───── DATASET RECORDS ─────
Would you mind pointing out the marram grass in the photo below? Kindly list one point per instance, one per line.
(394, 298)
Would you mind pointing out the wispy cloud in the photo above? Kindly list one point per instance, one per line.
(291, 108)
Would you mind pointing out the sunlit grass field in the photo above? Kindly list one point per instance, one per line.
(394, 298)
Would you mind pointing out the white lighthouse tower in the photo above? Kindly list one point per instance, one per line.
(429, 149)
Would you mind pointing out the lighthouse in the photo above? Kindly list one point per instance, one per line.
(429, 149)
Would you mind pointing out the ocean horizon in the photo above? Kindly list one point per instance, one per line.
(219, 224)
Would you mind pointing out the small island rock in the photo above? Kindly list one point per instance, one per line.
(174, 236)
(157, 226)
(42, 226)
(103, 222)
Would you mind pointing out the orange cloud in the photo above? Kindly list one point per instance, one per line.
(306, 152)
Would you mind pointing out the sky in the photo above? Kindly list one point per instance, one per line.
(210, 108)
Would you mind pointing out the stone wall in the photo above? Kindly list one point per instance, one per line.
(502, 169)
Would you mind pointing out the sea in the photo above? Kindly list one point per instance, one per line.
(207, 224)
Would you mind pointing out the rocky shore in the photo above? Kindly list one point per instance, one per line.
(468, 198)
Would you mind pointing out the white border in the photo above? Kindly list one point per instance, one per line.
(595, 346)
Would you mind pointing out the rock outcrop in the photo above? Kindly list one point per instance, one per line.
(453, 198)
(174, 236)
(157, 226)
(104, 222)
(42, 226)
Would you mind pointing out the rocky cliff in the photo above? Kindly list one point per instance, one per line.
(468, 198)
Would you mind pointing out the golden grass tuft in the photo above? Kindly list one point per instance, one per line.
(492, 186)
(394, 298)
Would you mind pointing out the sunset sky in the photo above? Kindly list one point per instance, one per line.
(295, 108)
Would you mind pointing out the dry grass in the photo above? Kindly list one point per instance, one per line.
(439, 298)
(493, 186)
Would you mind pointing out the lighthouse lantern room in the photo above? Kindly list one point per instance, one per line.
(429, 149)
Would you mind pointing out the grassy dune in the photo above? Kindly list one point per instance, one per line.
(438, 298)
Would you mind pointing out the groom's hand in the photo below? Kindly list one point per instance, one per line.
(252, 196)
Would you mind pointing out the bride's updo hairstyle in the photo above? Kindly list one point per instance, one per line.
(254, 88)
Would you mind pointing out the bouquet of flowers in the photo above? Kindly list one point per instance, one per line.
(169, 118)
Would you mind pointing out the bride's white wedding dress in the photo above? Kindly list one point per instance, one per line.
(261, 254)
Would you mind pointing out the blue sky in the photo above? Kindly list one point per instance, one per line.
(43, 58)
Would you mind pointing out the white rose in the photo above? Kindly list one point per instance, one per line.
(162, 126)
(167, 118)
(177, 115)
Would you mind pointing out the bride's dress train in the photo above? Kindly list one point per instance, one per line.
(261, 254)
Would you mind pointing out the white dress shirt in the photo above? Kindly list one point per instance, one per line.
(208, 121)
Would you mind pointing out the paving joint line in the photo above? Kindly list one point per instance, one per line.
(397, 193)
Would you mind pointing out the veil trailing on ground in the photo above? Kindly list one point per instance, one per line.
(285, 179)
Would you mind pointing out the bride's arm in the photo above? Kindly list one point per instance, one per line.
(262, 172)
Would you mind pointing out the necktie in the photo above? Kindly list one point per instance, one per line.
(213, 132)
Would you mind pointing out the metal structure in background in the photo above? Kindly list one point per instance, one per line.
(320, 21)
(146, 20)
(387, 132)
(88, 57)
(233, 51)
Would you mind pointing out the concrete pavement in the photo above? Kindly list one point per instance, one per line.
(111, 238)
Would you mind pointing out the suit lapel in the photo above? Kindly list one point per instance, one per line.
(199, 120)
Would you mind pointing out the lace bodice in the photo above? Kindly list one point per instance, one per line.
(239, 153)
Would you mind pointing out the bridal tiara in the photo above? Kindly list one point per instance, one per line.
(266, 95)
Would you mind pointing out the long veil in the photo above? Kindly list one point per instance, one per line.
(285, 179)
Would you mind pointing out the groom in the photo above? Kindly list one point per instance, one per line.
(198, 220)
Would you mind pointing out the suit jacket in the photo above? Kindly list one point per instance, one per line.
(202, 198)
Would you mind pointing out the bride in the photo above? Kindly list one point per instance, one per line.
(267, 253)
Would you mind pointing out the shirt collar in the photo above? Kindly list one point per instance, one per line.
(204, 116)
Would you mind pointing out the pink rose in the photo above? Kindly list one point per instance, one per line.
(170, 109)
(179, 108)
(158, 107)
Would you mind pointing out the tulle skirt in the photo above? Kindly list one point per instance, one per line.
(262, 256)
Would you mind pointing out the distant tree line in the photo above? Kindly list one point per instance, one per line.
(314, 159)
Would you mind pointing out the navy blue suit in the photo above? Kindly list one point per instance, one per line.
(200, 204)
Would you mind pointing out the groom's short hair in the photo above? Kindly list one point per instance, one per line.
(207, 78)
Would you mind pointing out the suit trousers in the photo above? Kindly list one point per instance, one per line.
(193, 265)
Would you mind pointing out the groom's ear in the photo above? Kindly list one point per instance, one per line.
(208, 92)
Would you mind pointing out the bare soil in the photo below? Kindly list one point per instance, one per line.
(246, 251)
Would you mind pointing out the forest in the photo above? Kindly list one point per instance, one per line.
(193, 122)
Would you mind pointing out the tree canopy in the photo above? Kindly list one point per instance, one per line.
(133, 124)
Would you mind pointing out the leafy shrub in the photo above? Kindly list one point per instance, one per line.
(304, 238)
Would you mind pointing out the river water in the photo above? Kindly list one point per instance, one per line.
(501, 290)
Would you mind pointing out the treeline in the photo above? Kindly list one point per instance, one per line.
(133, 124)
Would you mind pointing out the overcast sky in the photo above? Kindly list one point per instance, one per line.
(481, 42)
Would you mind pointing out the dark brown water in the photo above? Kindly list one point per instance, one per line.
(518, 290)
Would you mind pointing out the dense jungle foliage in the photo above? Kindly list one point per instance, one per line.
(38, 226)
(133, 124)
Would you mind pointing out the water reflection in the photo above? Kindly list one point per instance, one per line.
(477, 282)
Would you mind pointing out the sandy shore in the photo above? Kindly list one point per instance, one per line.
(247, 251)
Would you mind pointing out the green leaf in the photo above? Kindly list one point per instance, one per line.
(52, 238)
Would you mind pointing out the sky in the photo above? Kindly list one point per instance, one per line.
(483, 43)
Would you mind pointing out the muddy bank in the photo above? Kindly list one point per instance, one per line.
─────
All of the data above should be transcribed exactly.

Would you mind pointing out the marram grass in the photo below? Kindly list one point per instance, one per line.
(394, 298)
Would you mind pointing out the wispy cloud in the photo above? Kindly list one point per instance, one per line.
(291, 108)
Would you mind pointing out the sunlit grass field in the photo above? Kindly list one point per instance, one per line.
(394, 298)
Would you mind pointing out the white lighthouse tower in the photo above? Kindly list one point per instance, one per line.
(429, 149)
Would you mind pointing out the lighthouse in the photo above? Kindly list one point per instance, one per line.
(429, 149)
Would you mind pointing out the ocean horizon in the photo above? Kindly list one point per instance, one per line.
(219, 224)
Would you mind pointing out the small island rock in the photo above? Kindly list one point per instance, one per line.
(174, 236)
(157, 226)
(42, 226)
(103, 222)
Would you mind pointing out the orange cloud in the photo above? Kindly list one point per instance, one per line.
(306, 152)
Would you mind pointing out the sky in the photo above? Kindly list one point per instance, one per line.
(210, 108)
Would you mind pointing out the stone wall in the photo above? Kindly list one point per instance, one per line.
(502, 169)
Would you mind pointing out the sea in the photo above? Kindly list one point per instance, one per line.
(207, 224)
Would you mind pointing out the rocky shore in the photo above? Kindly list one point per instance, one per line.
(468, 198)
Would you mind pointing out the white border in the photo above? Kindly list one point per instance, one per line.
(595, 346)
Would you mind pointing out the rock outcrop in the photo above? Kindly list one point per instance, one per line.
(453, 198)
(174, 236)
(157, 226)
(104, 222)
(42, 226)
Would you mind pointing out the rocky cliff in the photo above? Kindly list one point per instance, one per line.
(468, 198)
Would you mind pointing out the golden grass tuft in the photo above? Kindly list one point per instance, one per line.
(492, 186)
(394, 298)
Would you mind pointing out the sunset sky in the photo above? Kindly list one point per instance, one per line.
(295, 108)
Would you mind pointing out the dry grass in the photo above? Kindly list one point per instance, one per line.
(439, 298)
(493, 186)
Would you mind pointing out the lighthouse lantern room in the photo above? Kindly list one point per instance, one per line.
(429, 149)
Would you mind pointing out the grassy dune in the photo above? Kindly list one point per instance, one per line.
(438, 298)
Would you mind pointing out the groom's hand in the photo below? Kindly list one point per instance, one per line.
(252, 196)
Would you mind pointing out the bride's updo hairstyle in the photo above? Kindly list one point per instance, one per line.
(254, 88)
Would you mind pointing out the bouquet of flowers in the photo above? Kindly list one point per instance, one per line.
(169, 118)
Would you mind pointing out the bride's white wedding dress in the photo above? Kindly list one point per instance, one per line.
(261, 254)
Would you mind pointing out the blue sky in the photo above? Kindly list one point per instance, one per line.
(43, 58)
Would you mind pointing out the white rose in the photo above? Kindly list one point per instance, one per line.
(162, 126)
(167, 118)
(177, 115)
Would you mind pointing out the bride's dress train in the photo above? Kindly list one point per instance, one per line.
(261, 254)
Would you mind pointing out the white dress shirt in the photo above? Kindly list one point per instance, one per line.
(208, 121)
Would you mind pointing out the paving joint line in the photo above? Kindly list one point per instance, one per line.
(397, 193)
Would you mind pointing out the veil trailing on ground in the photo above? Kindly list one point per instance, one per line.
(285, 179)
Would you mind pointing out the bride's arm in the photo above? Kindly list one point per instance, one per line.
(262, 172)
Would you mind pointing out the necktie in the photo above? Kindly list one point per instance, one per line.
(213, 132)
Would you mind pointing out the metal structure in background in the photo above? Kindly list one point per instance, one per line.
(320, 21)
(146, 20)
(387, 132)
(88, 57)
(233, 51)
Would you mind pointing out the concrete pavement in the photo above? Kindly list one point per instance, one per line.
(111, 238)
Would you mind pointing out the suit lapel in the photo above? Kindly list one point per instance, one per line.
(199, 120)
Would you mind pointing out the lace bodice in the photo above? Kindly list one point per instance, one per line.
(239, 153)
Would you mind pointing out the bridal tiara in the photo above? Kindly list one point per instance, one per line.
(266, 95)
Would you mind pointing out the long veil in the photo above? Kindly list one point per instance, one per line.
(285, 179)
Would you mind pointing out the groom in the photo above? Kindly list one point per instance, one per line.
(198, 220)
Would you mind pointing out the suit jacket in the photo above? Kindly list one point per instance, one per line.
(202, 198)
Would you mind pointing out the bride in the photo above? Kindly list one point per instance, one per line.
(267, 253)
Would you mind pointing out the shirt collar in the photo above? Kindly list one point per instance, one per line.
(204, 116)
Would you mind pointing out the pink rose in the photo above? Kindly list one point per instance, one per line.
(170, 109)
(179, 108)
(158, 107)
Would you mind pointing out the tulle skirt in the photo above? Kindly list one point per instance, one per line.
(262, 256)
Would you mind pointing out the distant tree line in the photo above? Kindly list one point per instance, one per line.
(314, 159)
Would you mind pointing out the navy blue suit in the photo above? Kindly list one point per instance, one per line.
(200, 204)
Would you mind pointing out the groom's short hair in the photo above? Kindly list one point per instance, one per line.
(207, 78)
Would you mind pointing out the suit trousers in the photo above? Kindly list one point per instance, one per line.
(193, 265)
Would you mind pointing out the groom's ear in the photo above? Kindly list one point per instance, one per line.
(208, 92)
Would you mind pointing out the bare soil in the photo below? Kindly list one point per instance, one per line.
(246, 251)
Would you mind pointing out the forest in the photo above? Kindly list one point per instance, one per line.
(193, 122)
Would you mind pointing out the tree canopy in the photo above? Kindly list one point per instance, one per line.
(133, 124)
Would you mind pointing out the leafy shrub in the photo above? Kindly list one point per instance, one per line.
(304, 238)
Would you mind pointing out the river water in the photo above? Kindly list one point per instance, one per line.
(501, 290)
Would you mind pointing out the treeline in the photo above? Kindly list one point per instance, one per line.
(133, 124)
Would you mind pointing out the overcast sky in the photo above? Kindly list one point per instance, one per line.
(481, 42)
Would you mind pointing out the dark brown water in the photo above? Kindly list one point per instance, one per line.
(518, 290)
Would you mind pointing out the dense jungle foliage in the photo above? Kindly list one point per instance, one per line.
(38, 226)
(133, 124)
Would you mind pointing out the water reflection in the photo above? Kindly list one point per instance, one per line.
(477, 282)
Would you mind pointing out the sandy shore in the photo above? Kindly list one point per instance, one per line.
(247, 251)
Would you mind pointing out the green leaf in the photo above? Kindly list one point per instance, one per line.
(52, 238)
Would you mind pointing out the sky in the photo above? Kindly list one point per instance, one per line.
(483, 43)
Would you mind pointing out the muddy bank in the photo above? Kindly list one point per instance, one per line.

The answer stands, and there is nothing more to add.